◆ Required action: Repeat the entire listing below exactly.
*** Data extract Section Begins ***
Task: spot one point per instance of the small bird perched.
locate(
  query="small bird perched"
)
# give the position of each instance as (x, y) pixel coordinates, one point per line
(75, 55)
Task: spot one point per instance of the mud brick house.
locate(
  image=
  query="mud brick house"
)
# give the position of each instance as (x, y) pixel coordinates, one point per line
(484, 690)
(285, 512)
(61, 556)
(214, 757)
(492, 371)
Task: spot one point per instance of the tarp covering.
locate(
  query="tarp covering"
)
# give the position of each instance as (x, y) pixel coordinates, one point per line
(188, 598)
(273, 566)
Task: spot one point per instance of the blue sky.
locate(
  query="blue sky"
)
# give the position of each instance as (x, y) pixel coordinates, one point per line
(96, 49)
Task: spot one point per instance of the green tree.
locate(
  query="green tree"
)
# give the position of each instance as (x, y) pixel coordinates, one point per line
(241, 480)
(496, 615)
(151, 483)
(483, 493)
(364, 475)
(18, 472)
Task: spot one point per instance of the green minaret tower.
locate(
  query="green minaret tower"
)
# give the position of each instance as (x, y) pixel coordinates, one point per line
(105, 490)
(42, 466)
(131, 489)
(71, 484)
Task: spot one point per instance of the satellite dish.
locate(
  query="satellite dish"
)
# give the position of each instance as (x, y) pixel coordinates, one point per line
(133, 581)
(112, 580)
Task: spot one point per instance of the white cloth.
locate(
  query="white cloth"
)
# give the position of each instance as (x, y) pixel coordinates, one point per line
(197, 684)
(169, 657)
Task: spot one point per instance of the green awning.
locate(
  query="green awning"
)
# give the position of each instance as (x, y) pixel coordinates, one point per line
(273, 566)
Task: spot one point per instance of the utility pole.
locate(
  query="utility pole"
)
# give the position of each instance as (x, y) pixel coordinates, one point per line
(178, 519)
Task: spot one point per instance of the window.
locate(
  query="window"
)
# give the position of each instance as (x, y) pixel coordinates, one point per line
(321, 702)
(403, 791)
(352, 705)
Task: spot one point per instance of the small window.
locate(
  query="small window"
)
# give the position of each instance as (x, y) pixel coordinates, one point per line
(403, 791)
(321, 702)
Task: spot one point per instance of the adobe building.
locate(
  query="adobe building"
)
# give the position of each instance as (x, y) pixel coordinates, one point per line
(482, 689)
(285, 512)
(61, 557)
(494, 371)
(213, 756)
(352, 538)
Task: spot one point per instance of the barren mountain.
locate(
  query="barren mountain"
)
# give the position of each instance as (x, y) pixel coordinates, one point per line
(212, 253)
*** Data extract Section Ends ***
◆ Solution to this exercise:
Task: spot one point per instance of the small bird perched.
locate(
  query="small bird perched"
)
# give the position of each instance as (x, y) pixel coordinates, one point per line
(75, 55)
Task: spot one point per instance of the mud brick house.
locate(
  image=
  query="mud brick house"
)
# give the position of each instance as (x, y) pixel coordinates, one point per line
(484, 690)
(285, 512)
(61, 556)
(214, 757)
(492, 371)
Task: spot one point per instance of the tarp covering.
locate(
  query="tarp covering"
)
# give the position of each instance as (x, y) pixel coordinates, one point per line
(188, 598)
(273, 566)
Task: spot one point per instance of the blue sky.
locate(
  query="blue sky"
)
# give the position of each instance as (x, y) pixel coordinates, one point per line
(96, 49)
Task: spot one point per instance of the green tree.
locate(
  query="green tree"
)
# give the position of each instance as (x, y) pixel coordinates, one point per line
(241, 480)
(496, 615)
(151, 483)
(483, 493)
(364, 475)
(18, 472)
Task: spot one point per instance of the green minaret tower.
locate(
  query="green minaret tower"
)
# give the position of each instance as (x, y) pixel coordinates, one point per line
(105, 490)
(42, 466)
(131, 489)
(71, 484)
Task: spot one point per instance of the satellite dish.
locate(
  query="satellite dish"
)
# give the position of each instance as (x, y) pixel coordinates, one point per line
(133, 581)
(112, 580)
Task: spot one point per instance of the white cloth.
locate(
  query="white cloth"
)
# give the position of each instance as (x, y) pixel coordinates, one point per line
(197, 684)
(169, 657)
Task: spot one point per instance of the green awning.
locate(
  query="green awning"
)
# give the position of each instance as (x, y) pixel coordinates, one point per line
(273, 566)
Task: spot one point per instance of the utility pole.
locate(
  query="utility pole"
)
# give the position of each instance as (x, y) pixel coordinates, one point per line
(178, 519)
Task: spot one point per instance of the window.
locate(
  query="window"
)
# give the position of each instance as (x, y) pixel coordinates, one point per line
(321, 702)
(403, 791)
(352, 705)
Task: spot one point per instance of the small window.
locate(
  query="small window"
)
# give the position of each instance as (x, y) pixel coordinates, one point per line
(403, 791)
(321, 702)
Task: spot one point per instance of the adobe building.
locate(
  query="adobe building"
)
# give the position of each instance as (x, y) pixel coordinates, one point per line
(482, 689)
(285, 512)
(61, 557)
(494, 371)
(213, 756)
(352, 538)
Task: spot one point per instance of the barren mountain.
locate(
  query="barren mountain"
)
# give the position of each instance as (x, y) pixel coordinates, one point per line
(212, 253)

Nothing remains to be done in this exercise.